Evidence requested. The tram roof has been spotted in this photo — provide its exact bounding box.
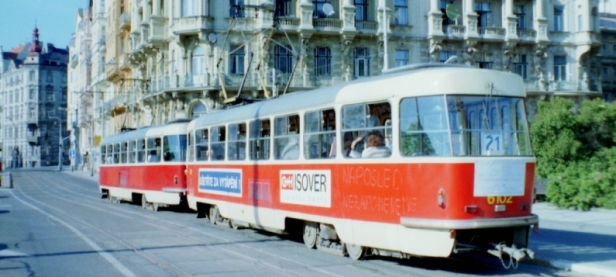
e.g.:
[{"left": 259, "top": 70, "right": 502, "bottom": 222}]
[
  {"left": 188, "top": 64, "right": 526, "bottom": 129},
  {"left": 101, "top": 127, "right": 152, "bottom": 144}
]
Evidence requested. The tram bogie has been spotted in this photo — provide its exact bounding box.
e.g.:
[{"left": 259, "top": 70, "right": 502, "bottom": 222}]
[{"left": 101, "top": 65, "right": 538, "bottom": 266}]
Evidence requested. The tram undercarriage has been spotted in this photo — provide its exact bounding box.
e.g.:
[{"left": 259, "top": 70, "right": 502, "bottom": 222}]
[{"left": 453, "top": 226, "right": 535, "bottom": 269}]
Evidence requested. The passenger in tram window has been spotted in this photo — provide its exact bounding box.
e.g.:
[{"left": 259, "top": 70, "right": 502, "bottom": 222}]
[
  {"left": 148, "top": 150, "right": 160, "bottom": 163},
  {"left": 280, "top": 135, "right": 299, "bottom": 160},
  {"left": 361, "top": 131, "right": 391, "bottom": 158},
  {"left": 351, "top": 105, "right": 381, "bottom": 149},
  {"left": 329, "top": 132, "right": 353, "bottom": 158}
]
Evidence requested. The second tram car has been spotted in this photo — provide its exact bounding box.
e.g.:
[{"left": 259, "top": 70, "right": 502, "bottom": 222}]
[
  {"left": 99, "top": 119, "right": 189, "bottom": 211},
  {"left": 180, "top": 65, "right": 538, "bottom": 260}
]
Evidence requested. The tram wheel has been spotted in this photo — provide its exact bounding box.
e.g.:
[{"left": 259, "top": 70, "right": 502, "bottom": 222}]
[
  {"left": 229, "top": 219, "right": 240, "bottom": 230},
  {"left": 209, "top": 206, "right": 220, "bottom": 224},
  {"left": 304, "top": 221, "right": 319, "bottom": 249},
  {"left": 345, "top": 243, "right": 366, "bottom": 260}
]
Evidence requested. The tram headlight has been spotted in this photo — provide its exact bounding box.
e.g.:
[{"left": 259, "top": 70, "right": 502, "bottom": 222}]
[{"left": 437, "top": 189, "right": 445, "bottom": 208}]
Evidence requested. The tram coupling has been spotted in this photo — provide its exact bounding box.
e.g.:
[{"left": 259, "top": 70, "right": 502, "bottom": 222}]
[{"left": 488, "top": 242, "right": 535, "bottom": 269}]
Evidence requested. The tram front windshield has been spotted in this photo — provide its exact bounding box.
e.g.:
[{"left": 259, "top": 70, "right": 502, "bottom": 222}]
[
  {"left": 163, "top": 135, "right": 186, "bottom": 162},
  {"left": 400, "top": 95, "right": 532, "bottom": 156}
]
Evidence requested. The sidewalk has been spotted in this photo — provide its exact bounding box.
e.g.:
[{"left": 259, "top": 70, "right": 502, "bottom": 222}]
[
  {"left": 62, "top": 167, "right": 98, "bottom": 183},
  {"left": 57, "top": 168, "right": 616, "bottom": 277},
  {"left": 528, "top": 203, "right": 616, "bottom": 276}
]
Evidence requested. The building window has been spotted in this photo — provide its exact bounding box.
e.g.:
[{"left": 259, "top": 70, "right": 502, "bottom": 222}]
[
  {"left": 440, "top": 0, "right": 456, "bottom": 31},
  {"left": 355, "top": 0, "right": 368, "bottom": 21},
  {"left": 475, "top": 2, "right": 492, "bottom": 27},
  {"left": 182, "top": 0, "right": 197, "bottom": 17},
  {"left": 395, "top": 50, "right": 409, "bottom": 67},
  {"left": 554, "top": 6, "right": 565, "bottom": 32},
  {"left": 274, "top": 45, "right": 293, "bottom": 73},
  {"left": 478, "top": 53, "right": 494, "bottom": 69},
  {"left": 353, "top": 48, "right": 370, "bottom": 77},
  {"left": 229, "top": 0, "right": 244, "bottom": 17},
  {"left": 394, "top": 0, "right": 409, "bottom": 25},
  {"left": 554, "top": 56, "right": 567, "bottom": 81},
  {"left": 314, "top": 47, "right": 332, "bottom": 76},
  {"left": 46, "top": 86, "right": 53, "bottom": 101},
  {"left": 191, "top": 45, "right": 205, "bottom": 86},
  {"left": 513, "top": 55, "right": 528, "bottom": 80},
  {"left": 513, "top": 5, "right": 526, "bottom": 30},
  {"left": 312, "top": 0, "right": 331, "bottom": 18},
  {"left": 438, "top": 51, "right": 456, "bottom": 63},
  {"left": 276, "top": 0, "right": 291, "bottom": 16},
  {"left": 578, "top": 14, "right": 584, "bottom": 32},
  {"left": 229, "top": 45, "right": 246, "bottom": 74}
]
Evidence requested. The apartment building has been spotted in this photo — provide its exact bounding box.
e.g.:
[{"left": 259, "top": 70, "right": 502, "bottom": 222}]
[
  {"left": 0, "top": 28, "right": 68, "bottom": 168},
  {"left": 72, "top": 0, "right": 603, "bottom": 172}
]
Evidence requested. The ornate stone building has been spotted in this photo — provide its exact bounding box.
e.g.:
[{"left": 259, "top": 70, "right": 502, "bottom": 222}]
[
  {"left": 0, "top": 28, "right": 68, "bottom": 168},
  {"left": 76, "top": 0, "right": 602, "bottom": 172}
]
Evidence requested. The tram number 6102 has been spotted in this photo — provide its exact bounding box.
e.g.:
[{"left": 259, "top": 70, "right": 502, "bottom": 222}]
[{"left": 488, "top": 196, "right": 513, "bottom": 205}]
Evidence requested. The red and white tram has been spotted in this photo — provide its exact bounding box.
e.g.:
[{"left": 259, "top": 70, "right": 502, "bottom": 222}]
[
  {"left": 182, "top": 65, "right": 538, "bottom": 260},
  {"left": 99, "top": 119, "right": 190, "bottom": 211}
]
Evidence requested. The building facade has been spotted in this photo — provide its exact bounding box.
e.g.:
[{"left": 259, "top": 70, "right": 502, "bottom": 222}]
[
  {"left": 71, "top": 0, "right": 602, "bottom": 172},
  {"left": 66, "top": 1, "right": 94, "bottom": 168},
  {"left": 0, "top": 28, "right": 68, "bottom": 168}
]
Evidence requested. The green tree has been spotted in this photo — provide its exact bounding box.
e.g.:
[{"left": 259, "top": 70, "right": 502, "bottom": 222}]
[{"left": 531, "top": 97, "right": 616, "bottom": 210}]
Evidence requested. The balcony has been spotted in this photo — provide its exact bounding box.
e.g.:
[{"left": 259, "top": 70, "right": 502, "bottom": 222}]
[
  {"left": 28, "top": 134, "right": 39, "bottom": 145},
  {"left": 517, "top": 29, "right": 537, "bottom": 42},
  {"left": 147, "top": 17, "right": 168, "bottom": 44},
  {"left": 479, "top": 27, "right": 505, "bottom": 40},
  {"left": 171, "top": 16, "right": 214, "bottom": 35},
  {"left": 119, "top": 13, "right": 130, "bottom": 31},
  {"left": 103, "top": 94, "right": 126, "bottom": 111},
  {"left": 26, "top": 116, "right": 38, "bottom": 128},
  {"left": 443, "top": 25, "right": 466, "bottom": 39},
  {"left": 312, "top": 18, "right": 342, "bottom": 32},
  {"left": 355, "top": 21, "right": 379, "bottom": 33},
  {"left": 278, "top": 17, "right": 301, "bottom": 31}
]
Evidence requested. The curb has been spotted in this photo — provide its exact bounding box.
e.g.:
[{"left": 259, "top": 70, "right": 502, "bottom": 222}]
[{"left": 524, "top": 259, "right": 616, "bottom": 277}]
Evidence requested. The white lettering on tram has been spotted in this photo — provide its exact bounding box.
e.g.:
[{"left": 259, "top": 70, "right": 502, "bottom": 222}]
[{"left": 280, "top": 170, "right": 332, "bottom": 208}]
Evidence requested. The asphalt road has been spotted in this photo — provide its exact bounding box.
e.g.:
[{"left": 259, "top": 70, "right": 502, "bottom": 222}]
[{"left": 0, "top": 170, "right": 582, "bottom": 276}]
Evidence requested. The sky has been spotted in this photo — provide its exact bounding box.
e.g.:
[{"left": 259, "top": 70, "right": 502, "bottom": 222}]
[{"left": 0, "top": 0, "right": 89, "bottom": 51}]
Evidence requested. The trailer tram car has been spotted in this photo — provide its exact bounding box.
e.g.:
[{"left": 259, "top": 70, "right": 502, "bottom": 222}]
[
  {"left": 180, "top": 65, "right": 538, "bottom": 267},
  {"left": 99, "top": 119, "right": 190, "bottom": 211}
]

.....

What you will do: Repeat exactly the lines above from the line that contains "Evidence requested. The curb" through the end. Include both of these ends; leave out everything else.

Task output:
Evidence requested. The curb has been spotted in this photo — provide its exact bounding box.
e.g.:
[{"left": 259, "top": 70, "right": 502, "bottom": 222}]
[{"left": 524, "top": 259, "right": 616, "bottom": 277}]
Evidence requested. The white lettering on tram has been spotted in this photo — provide its exact bounding box.
e.g.:
[{"left": 259, "top": 70, "right": 502, "bottom": 222}]
[{"left": 280, "top": 170, "right": 332, "bottom": 208}]
Evidence requested. The asphalt road has been spotted in this photo — provide its exact bounding box.
e.g.:
[{"left": 259, "top": 70, "right": 502, "bottom": 222}]
[{"left": 0, "top": 170, "right": 582, "bottom": 276}]
Evidence requested. The sky has been spotted in this photo — provide its exact bounding box.
e.g.:
[{"left": 259, "top": 70, "right": 502, "bottom": 222}]
[{"left": 0, "top": 0, "right": 89, "bottom": 51}]
Evidence requested. The trailer tram car has been spotted in this photo — provide its exact bounding box.
e.g.:
[{"left": 259, "top": 70, "right": 502, "bottom": 222}]
[
  {"left": 180, "top": 65, "right": 538, "bottom": 267},
  {"left": 99, "top": 119, "right": 190, "bottom": 211}
]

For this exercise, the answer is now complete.